EXERCISE INPUT →

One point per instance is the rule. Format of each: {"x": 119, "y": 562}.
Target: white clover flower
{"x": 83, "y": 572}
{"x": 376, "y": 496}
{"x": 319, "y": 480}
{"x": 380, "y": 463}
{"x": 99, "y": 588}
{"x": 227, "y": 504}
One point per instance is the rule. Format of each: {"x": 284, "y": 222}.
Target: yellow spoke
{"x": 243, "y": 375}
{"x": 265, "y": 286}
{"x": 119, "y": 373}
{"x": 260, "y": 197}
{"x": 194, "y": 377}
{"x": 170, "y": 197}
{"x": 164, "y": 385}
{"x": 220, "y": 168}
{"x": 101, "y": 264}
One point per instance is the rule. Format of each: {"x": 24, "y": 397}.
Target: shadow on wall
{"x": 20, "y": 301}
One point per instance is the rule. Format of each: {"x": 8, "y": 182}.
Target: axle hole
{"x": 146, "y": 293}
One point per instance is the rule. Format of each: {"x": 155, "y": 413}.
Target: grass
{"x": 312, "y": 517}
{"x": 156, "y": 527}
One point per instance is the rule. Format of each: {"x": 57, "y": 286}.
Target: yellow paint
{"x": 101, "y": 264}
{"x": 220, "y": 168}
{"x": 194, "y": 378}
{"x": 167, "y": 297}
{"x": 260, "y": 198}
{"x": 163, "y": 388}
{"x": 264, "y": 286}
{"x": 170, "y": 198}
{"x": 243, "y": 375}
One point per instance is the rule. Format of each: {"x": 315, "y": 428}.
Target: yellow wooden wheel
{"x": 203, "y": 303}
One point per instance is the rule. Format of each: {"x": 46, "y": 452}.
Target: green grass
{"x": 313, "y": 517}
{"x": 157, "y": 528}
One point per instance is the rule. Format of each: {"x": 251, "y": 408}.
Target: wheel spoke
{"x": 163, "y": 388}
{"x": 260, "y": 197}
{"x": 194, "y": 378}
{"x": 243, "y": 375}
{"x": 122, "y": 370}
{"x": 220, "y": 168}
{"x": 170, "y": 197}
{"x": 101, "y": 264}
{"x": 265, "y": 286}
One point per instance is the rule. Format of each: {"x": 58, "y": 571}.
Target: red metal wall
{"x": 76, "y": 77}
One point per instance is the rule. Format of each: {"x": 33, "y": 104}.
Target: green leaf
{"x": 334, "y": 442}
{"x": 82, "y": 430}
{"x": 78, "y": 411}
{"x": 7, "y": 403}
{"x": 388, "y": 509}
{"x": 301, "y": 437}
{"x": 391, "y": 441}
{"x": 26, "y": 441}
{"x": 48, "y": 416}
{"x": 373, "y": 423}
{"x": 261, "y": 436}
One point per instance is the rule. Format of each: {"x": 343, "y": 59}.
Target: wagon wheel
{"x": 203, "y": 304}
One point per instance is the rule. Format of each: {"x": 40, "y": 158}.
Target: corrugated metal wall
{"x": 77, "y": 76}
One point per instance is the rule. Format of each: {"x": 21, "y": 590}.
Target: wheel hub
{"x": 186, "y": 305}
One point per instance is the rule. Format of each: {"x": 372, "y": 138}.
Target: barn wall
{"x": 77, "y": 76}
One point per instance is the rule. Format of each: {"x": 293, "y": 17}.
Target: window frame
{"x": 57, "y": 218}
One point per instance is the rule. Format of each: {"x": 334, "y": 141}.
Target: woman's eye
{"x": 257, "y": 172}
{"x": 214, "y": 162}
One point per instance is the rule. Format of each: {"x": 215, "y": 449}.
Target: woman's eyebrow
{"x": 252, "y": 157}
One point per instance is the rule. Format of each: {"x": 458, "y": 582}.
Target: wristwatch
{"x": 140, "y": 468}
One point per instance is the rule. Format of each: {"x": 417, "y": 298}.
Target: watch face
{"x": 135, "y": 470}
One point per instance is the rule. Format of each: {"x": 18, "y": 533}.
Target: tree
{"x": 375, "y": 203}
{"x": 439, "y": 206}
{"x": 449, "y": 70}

REQUIRED WORK →
Copy out every line of the records above that contains the string "wheel", and omit every other line. Matching is case-sensitive.

ANSWER TO THIS PROBLEM →
Target: yellow wooden wheel
Target: wheel spoke
Target: wagon wheel
Target: wheel hub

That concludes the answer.